— BEGIN RAW RECORDS —

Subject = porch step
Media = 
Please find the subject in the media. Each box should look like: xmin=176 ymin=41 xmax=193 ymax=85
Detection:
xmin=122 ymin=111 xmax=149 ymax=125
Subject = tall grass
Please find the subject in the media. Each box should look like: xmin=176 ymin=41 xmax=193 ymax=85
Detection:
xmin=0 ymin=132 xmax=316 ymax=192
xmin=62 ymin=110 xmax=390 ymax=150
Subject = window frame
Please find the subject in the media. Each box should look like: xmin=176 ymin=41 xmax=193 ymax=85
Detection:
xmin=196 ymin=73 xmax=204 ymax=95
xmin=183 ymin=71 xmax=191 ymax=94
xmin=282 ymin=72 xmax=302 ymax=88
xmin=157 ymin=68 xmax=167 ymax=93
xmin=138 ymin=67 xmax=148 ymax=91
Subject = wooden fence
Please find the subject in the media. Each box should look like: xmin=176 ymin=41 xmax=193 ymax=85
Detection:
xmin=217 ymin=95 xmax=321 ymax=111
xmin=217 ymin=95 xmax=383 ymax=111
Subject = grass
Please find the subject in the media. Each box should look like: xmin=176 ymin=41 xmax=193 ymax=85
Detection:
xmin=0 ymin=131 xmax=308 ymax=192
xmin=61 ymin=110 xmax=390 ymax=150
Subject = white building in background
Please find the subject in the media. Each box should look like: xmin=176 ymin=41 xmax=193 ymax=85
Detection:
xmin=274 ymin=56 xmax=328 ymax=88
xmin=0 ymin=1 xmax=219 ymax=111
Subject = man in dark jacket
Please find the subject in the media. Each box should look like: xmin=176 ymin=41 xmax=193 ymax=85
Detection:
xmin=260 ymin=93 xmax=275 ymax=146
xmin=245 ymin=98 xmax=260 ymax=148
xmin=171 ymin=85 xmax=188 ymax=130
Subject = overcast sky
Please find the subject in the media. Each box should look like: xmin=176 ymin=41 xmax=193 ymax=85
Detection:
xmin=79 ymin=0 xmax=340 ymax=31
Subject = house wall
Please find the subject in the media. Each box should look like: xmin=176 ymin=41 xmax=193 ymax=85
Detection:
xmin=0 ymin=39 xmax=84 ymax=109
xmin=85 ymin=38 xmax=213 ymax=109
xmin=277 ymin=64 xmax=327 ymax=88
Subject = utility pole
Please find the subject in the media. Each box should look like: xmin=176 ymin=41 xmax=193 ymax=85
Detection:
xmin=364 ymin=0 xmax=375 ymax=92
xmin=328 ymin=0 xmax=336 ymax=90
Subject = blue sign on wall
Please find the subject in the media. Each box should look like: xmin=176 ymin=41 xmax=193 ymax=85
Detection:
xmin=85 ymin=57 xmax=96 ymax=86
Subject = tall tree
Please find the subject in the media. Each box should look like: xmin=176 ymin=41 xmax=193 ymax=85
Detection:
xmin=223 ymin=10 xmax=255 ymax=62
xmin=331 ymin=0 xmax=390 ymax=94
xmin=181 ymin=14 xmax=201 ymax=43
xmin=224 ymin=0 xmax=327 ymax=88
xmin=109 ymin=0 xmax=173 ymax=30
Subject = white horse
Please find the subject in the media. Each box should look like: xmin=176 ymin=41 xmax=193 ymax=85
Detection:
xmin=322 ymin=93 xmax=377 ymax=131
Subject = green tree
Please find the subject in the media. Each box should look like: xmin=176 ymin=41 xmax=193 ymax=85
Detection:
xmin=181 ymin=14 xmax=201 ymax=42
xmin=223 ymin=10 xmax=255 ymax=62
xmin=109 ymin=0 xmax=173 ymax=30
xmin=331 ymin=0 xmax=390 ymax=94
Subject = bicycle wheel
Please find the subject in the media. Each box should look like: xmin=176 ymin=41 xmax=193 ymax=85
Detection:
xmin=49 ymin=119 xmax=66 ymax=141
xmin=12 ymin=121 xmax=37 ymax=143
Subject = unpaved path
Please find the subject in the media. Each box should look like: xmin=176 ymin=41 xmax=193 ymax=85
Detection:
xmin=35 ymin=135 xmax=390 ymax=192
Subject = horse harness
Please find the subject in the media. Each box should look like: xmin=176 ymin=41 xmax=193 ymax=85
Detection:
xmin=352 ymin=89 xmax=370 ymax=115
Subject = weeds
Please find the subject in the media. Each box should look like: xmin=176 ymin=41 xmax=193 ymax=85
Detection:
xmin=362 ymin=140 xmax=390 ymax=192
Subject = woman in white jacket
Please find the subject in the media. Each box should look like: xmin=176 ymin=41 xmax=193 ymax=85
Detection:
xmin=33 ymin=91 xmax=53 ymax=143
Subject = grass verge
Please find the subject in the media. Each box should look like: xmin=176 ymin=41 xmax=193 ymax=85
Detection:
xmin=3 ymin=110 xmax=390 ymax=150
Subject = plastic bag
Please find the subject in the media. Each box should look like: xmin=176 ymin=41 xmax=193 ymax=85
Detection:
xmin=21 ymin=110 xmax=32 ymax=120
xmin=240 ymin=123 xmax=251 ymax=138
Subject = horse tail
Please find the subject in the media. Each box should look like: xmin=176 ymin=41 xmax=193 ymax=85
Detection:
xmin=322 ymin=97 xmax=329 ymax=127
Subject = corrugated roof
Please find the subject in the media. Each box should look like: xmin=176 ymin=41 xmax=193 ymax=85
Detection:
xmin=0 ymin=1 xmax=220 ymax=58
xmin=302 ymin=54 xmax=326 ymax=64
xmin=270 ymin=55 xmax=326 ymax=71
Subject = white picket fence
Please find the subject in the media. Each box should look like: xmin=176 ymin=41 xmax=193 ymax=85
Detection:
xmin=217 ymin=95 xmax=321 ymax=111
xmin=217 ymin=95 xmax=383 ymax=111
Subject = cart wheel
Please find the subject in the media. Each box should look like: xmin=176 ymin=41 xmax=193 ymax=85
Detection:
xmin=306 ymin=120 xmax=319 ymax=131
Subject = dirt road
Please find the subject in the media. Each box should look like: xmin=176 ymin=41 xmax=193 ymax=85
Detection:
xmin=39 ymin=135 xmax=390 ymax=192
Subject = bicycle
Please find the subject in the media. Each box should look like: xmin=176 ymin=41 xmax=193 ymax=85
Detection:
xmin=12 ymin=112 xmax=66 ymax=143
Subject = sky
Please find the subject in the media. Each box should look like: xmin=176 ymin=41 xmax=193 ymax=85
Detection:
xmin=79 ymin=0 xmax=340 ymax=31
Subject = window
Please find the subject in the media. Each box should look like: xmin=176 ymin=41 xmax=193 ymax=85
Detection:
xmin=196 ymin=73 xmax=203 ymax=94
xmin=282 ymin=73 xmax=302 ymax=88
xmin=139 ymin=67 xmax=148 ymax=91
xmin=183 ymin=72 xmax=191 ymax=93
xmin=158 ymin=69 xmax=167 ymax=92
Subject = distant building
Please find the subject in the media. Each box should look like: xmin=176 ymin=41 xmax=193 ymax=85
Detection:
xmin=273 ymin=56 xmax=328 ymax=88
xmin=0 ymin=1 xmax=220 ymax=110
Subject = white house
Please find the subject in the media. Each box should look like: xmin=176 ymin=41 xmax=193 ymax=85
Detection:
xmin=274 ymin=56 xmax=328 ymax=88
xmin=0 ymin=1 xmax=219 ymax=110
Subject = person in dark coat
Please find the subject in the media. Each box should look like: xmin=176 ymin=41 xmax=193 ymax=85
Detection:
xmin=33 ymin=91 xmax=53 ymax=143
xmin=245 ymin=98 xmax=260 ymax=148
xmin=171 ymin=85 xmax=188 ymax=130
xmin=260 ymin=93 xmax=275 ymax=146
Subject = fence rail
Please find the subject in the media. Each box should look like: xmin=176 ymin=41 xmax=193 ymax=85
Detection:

— END RAW RECORDS —

Copy out every line of the records above without changing anything.

Subject = porch step
Media = 
Please find the subject in the media. Each box should look like: xmin=176 ymin=41 xmax=193 ymax=85
Detection:
xmin=122 ymin=111 xmax=149 ymax=125
Subject = tall grass
Please find the subject in the media. Each box should look like: xmin=176 ymin=41 xmax=193 ymax=85
Detection:
xmin=0 ymin=132 xmax=316 ymax=192
xmin=62 ymin=110 xmax=390 ymax=150
Subject = window frame
Please find the subject in the media. Each box should look like: xmin=176 ymin=41 xmax=193 ymax=85
Detection:
xmin=196 ymin=73 xmax=204 ymax=95
xmin=183 ymin=71 xmax=191 ymax=94
xmin=282 ymin=72 xmax=302 ymax=88
xmin=157 ymin=68 xmax=167 ymax=93
xmin=138 ymin=67 xmax=148 ymax=91
Subject = wooden fence
Please find the subject in the media. Each box should look like: xmin=176 ymin=41 xmax=193 ymax=85
Detection:
xmin=217 ymin=95 xmax=321 ymax=111
xmin=217 ymin=95 xmax=383 ymax=111
Subject = grass
Please find the subject in the media. Each box should look like: xmin=176 ymin=41 xmax=193 ymax=85
Detection:
xmin=0 ymin=131 xmax=308 ymax=192
xmin=61 ymin=110 xmax=390 ymax=150
Subject = white building in background
Please find the subject in the media. Each box should look like: xmin=176 ymin=41 xmax=193 ymax=85
Detection:
xmin=274 ymin=56 xmax=328 ymax=88
xmin=0 ymin=1 xmax=219 ymax=111
Subject = man in dark jacket
Please find the subject in the media. Each box should look like: xmin=176 ymin=41 xmax=193 ymax=85
Detection:
xmin=260 ymin=93 xmax=275 ymax=146
xmin=245 ymin=98 xmax=260 ymax=148
xmin=171 ymin=85 xmax=188 ymax=130
Subject = overcast sky
Please find the subject in the media. Each box should look like: xmin=176 ymin=41 xmax=193 ymax=85
Detection:
xmin=79 ymin=0 xmax=340 ymax=31
Subject = house wall
Please find the subject in the media. Each box should look like: xmin=176 ymin=41 xmax=193 ymax=85
Detection:
xmin=0 ymin=39 xmax=84 ymax=109
xmin=85 ymin=38 xmax=213 ymax=109
xmin=277 ymin=64 xmax=327 ymax=88
Subject = utility pole
Please find the subject in the media. Each box should look like: xmin=176 ymin=41 xmax=193 ymax=85
Detection:
xmin=364 ymin=0 xmax=375 ymax=92
xmin=328 ymin=0 xmax=336 ymax=90
Subject = blue sign on wall
Please find the subject in the media. Each box should look like: xmin=176 ymin=41 xmax=193 ymax=85
Detection:
xmin=85 ymin=57 xmax=96 ymax=86
Subject = tall tree
Please find the subject in the media. Each box should look like: xmin=176 ymin=41 xmax=193 ymax=85
Detection:
xmin=223 ymin=10 xmax=255 ymax=62
xmin=331 ymin=0 xmax=390 ymax=94
xmin=181 ymin=14 xmax=201 ymax=43
xmin=224 ymin=0 xmax=327 ymax=88
xmin=109 ymin=0 xmax=173 ymax=30
Subject = white horse
Please find the subject in the media. Each box should look like: xmin=176 ymin=41 xmax=193 ymax=85
Detection:
xmin=322 ymin=93 xmax=377 ymax=131
Subject = green tree
Please find the subject in the media. Each box should look like: xmin=176 ymin=41 xmax=193 ymax=85
Detection:
xmin=181 ymin=14 xmax=201 ymax=42
xmin=223 ymin=10 xmax=255 ymax=62
xmin=109 ymin=0 xmax=173 ymax=30
xmin=331 ymin=0 xmax=390 ymax=94
Subject = bicycle wheel
Please find the subject in the media. Each box should look like: xmin=176 ymin=41 xmax=193 ymax=85
Detection:
xmin=49 ymin=119 xmax=66 ymax=141
xmin=12 ymin=121 xmax=37 ymax=143
Subject = unpaved path
Please find the subject in the media. Each box should look like: xmin=176 ymin=41 xmax=193 ymax=85
Detection:
xmin=35 ymin=135 xmax=390 ymax=192
Subject = horse harness
Please find the subject in the media. Each box should look like: xmin=176 ymin=41 xmax=193 ymax=85
Detection:
xmin=352 ymin=89 xmax=370 ymax=115
Subject = weeds
Please find the subject in the media. Each box should look like: xmin=176 ymin=41 xmax=193 ymax=85
Detection:
xmin=362 ymin=140 xmax=390 ymax=192
Subject = woman in white jacket
Please find the subject in the media. Each box should look like: xmin=176 ymin=41 xmax=193 ymax=85
Detection:
xmin=33 ymin=91 xmax=53 ymax=143
Subject = grass verge
Please find the subject in the media. Each box should look like: xmin=176 ymin=41 xmax=193 ymax=85
Detection:
xmin=3 ymin=110 xmax=390 ymax=150
Subject = plastic bag
Please find the subject in the media. Each box should look like: xmin=176 ymin=41 xmax=193 ymax=85
Detection:
xmin=21 ymin=110 xmax=32 ymax=120
xmin=240 ymin=123 xmax=251 ymax=138
Subject = horse tail
Please find the subject in the media. Each box should look like: xmin=176 ymin=41 xmax=193 ymax=85
Detection:
xmin=322 ymin=97 xmax=329 ymax=127
Subject = corrugated roof
Please find the subject in the media. Each box should look like: xmin=176 ymin=41 xmax=193 ymax=85
Detection:
xmin=0 ymin=1 xmax=220 ymax=58
xmin=302 ymin=54 xmax=326 ymax=64
xmin=270 ymin=55 xmax=326 ymax=71
Subject = white picket fence
Please find the subject in the media. Each box should look like: xmin=176 ymin=41 xmax=193 ymax=85
Detection:
xmin=217 ymin=95 xmax=321 ymax=111
xmin=217 ymin=95 xmax=383 ymax=111
Subject = cart wheel
Please find the subject in the media. Each box should look like: xmin=176 ymin=41 xmax=193 ymax=85
Detection:
xmin=306 ymin=120 xmax=319 ymax=131
Subject = dirt road
Please find the subject in the media. Each box should look like: xmin=176 ymin=41 xmax=193 ymax=85
Detection:
xmin=39 ymin=135 xmax=390 ymax=192
Subject = bicycle
Please find the subject in the media. Each box should look like: xmin=176 ymin=41 xmax=193 ymax=85
Detection:
xmin=12 ymin=112 xmax=66 ymax=143
Subject = sky
Please find the subject in the media. Each box should look like: xmin=176 ymin=41 xmax=193 ymax=85
Detection:
xmin=79 ymin=0 xmax=340 ymax=31
Subject = window
Please find the subject in the media. Each box should look like: xmin=176 ymin=41 xmax=193 ymax=85
Detection:
xmin=196 ymin=73 xmax=203 ymax=94
xmin=282 ymin=73 xmax=302 ymax=88
xmin=139 ymin=67 xmax=148 ymax=91
xmin=183 ymin=72 xmax=191 ymax=93
xmin=158 ymin=69 xmax=167 ymax=92
Subject = distant building
Please find the subject in the media. Each box should look like: xmin=176 ymin=41 xmax=193 ymax=85
Detection:
xmin=273 ymin=56 xmax=328 ymax=88
xmin=0 ymin=1 xmax=220 ymax=110
Subject = white house
Please find the subject in the media. Each box should look like: xmin=176 ymin=41 xmax=193 ymax=85
Detection:
xmin=274 ymin=56 xmax=328 ymax=88
xmin=0 ymin=1 xmax=219 ymax=110
Subject = person in dark coat
Please find the subject in the media. Each box should look like: xmin=176 ymin=41 xmax=193 ymax=85
Detection:
xmin=33 ymin=91 xmax=53 ymax=143
xmin=245 ymin=98 xmax=260 ymax=148
xmin=171 ymin=85 xmax=188 ymax=130
xmin=260 ymin=93 xmax=275 ymax=146
Subject = fence rail
Please find the subject in the media. Each box should look like: xmin=176 ymin=41 xmax=193 ymax=85
Detection:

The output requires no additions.